Requirement:
Report every line of the entries below that contains the string "beach", matching uppercase and lowercase exactly.
++++++++++++++++++++
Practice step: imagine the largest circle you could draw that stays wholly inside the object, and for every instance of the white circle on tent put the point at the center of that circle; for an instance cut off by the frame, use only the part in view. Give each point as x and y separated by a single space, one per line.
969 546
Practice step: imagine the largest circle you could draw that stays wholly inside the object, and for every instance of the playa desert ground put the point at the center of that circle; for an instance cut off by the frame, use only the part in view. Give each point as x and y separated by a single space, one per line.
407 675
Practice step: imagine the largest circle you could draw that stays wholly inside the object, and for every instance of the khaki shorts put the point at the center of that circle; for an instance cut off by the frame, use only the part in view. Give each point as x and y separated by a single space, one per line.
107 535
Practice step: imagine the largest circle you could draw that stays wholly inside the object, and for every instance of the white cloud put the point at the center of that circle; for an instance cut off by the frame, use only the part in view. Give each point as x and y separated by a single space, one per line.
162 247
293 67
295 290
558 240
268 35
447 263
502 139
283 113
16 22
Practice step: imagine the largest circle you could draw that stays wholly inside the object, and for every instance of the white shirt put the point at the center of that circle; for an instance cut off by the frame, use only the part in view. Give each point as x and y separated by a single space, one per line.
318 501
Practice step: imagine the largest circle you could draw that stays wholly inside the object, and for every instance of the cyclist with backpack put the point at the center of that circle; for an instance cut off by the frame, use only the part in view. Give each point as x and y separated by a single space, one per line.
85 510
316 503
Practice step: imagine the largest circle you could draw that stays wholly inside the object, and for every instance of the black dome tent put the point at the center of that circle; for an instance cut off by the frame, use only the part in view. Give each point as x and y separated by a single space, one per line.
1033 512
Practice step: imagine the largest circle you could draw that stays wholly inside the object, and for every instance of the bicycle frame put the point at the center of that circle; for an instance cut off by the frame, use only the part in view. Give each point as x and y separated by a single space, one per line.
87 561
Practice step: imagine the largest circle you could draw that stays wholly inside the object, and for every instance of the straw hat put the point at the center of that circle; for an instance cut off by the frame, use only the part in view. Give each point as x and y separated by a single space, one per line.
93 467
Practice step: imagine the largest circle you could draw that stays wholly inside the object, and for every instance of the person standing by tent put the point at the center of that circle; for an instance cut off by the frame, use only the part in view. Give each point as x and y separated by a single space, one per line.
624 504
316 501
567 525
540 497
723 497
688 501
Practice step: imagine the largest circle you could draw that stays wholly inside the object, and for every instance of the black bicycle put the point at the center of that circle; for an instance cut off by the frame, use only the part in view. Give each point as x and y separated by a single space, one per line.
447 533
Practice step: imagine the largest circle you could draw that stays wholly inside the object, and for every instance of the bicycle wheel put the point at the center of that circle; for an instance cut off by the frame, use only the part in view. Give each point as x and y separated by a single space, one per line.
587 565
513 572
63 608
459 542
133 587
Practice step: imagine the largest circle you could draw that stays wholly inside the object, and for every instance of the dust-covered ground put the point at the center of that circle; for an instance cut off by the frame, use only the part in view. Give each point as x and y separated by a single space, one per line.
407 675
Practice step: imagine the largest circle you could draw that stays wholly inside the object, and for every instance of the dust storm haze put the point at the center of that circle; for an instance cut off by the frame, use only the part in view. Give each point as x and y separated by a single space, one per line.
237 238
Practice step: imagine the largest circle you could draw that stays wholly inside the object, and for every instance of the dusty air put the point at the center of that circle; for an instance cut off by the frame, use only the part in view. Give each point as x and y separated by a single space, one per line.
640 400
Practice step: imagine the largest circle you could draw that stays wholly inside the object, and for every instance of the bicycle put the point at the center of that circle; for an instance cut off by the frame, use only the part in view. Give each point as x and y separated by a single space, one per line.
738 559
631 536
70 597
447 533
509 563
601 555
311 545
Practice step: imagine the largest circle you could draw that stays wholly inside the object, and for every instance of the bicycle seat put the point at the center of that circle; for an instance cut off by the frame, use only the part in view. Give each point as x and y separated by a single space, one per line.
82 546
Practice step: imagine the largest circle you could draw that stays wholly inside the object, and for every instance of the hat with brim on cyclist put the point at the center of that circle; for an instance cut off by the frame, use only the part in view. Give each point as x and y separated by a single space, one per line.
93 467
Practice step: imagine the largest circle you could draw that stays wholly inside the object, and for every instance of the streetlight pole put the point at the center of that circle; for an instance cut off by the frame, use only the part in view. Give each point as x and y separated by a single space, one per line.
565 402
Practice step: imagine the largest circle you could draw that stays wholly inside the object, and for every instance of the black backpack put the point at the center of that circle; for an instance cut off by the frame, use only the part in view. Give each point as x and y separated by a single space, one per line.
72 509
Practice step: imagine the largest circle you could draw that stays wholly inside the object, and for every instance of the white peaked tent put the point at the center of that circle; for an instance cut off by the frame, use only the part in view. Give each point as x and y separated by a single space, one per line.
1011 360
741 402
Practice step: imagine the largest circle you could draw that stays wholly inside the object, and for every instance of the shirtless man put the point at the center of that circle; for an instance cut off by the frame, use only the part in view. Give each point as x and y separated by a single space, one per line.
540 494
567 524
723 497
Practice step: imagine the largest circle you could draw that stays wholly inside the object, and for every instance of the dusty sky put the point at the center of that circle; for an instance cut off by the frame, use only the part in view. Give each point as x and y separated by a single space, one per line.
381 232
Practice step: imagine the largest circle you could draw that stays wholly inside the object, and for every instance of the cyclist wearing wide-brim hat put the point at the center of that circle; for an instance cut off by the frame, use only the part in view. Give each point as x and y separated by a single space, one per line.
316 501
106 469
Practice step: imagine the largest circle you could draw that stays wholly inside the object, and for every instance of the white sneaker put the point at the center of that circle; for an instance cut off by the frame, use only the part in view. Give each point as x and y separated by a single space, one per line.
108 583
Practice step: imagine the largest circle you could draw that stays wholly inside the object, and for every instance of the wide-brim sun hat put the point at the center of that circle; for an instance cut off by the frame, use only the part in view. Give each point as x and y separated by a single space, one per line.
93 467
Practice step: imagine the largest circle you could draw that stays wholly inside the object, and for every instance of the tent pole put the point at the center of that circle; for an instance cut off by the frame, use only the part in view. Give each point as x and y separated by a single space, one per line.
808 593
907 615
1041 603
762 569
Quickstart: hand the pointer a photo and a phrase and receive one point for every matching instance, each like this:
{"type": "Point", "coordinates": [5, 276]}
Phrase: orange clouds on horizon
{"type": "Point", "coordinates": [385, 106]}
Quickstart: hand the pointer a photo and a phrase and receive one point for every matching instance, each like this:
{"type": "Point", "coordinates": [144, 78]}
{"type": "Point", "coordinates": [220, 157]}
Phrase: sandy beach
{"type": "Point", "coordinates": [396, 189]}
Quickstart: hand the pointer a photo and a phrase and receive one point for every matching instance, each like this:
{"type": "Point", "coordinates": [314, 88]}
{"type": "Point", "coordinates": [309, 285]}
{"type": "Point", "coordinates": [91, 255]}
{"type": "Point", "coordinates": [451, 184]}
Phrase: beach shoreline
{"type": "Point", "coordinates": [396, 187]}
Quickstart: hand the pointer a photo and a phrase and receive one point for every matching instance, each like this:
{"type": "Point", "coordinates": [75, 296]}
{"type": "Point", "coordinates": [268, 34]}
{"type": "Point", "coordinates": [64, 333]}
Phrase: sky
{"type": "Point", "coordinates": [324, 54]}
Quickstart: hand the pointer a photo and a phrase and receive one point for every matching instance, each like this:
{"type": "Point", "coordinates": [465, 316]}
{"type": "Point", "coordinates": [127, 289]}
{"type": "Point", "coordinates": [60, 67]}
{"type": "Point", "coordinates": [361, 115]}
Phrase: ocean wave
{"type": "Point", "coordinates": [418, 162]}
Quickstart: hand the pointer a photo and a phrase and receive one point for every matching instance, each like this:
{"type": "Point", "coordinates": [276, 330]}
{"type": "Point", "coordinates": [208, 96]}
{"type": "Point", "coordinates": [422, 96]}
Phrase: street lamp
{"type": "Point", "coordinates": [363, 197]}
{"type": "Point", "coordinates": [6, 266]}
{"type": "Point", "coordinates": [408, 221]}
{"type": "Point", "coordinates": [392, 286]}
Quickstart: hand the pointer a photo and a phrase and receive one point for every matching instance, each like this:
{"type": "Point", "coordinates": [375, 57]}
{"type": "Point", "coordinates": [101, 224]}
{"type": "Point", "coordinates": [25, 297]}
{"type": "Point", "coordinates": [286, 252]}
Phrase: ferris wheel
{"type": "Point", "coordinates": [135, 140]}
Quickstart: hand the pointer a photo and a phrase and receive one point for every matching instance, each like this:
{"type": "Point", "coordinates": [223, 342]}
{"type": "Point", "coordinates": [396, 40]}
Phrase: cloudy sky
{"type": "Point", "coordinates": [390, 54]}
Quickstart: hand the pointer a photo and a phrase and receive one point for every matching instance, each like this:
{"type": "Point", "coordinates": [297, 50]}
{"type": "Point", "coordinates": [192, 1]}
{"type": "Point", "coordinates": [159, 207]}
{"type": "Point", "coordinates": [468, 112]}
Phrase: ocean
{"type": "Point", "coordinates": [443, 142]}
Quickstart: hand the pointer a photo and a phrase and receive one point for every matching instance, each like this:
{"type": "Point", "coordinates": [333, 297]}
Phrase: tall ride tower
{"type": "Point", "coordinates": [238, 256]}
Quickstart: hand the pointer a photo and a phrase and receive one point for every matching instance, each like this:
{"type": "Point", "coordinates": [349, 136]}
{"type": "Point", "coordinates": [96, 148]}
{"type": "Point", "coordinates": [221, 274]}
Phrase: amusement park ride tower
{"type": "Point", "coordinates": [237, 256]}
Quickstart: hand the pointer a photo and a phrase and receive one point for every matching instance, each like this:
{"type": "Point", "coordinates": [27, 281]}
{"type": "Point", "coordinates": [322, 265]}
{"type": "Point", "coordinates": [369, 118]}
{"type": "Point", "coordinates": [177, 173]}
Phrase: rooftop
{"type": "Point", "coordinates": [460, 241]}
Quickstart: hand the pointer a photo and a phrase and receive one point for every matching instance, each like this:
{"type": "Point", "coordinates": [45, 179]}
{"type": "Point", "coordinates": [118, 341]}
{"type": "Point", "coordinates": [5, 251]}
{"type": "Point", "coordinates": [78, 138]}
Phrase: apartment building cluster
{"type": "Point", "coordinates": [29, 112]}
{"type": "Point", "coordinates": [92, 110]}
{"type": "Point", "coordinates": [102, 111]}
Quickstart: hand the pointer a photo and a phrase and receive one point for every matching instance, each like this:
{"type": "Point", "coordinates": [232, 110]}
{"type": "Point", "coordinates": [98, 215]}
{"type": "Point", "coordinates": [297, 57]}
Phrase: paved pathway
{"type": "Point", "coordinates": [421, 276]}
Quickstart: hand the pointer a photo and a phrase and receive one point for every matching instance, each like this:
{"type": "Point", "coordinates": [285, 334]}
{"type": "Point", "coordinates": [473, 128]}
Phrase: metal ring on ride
++++++++++++++++++++
Finished task:
Phrase: sandy beach
Phrase: beach shoreline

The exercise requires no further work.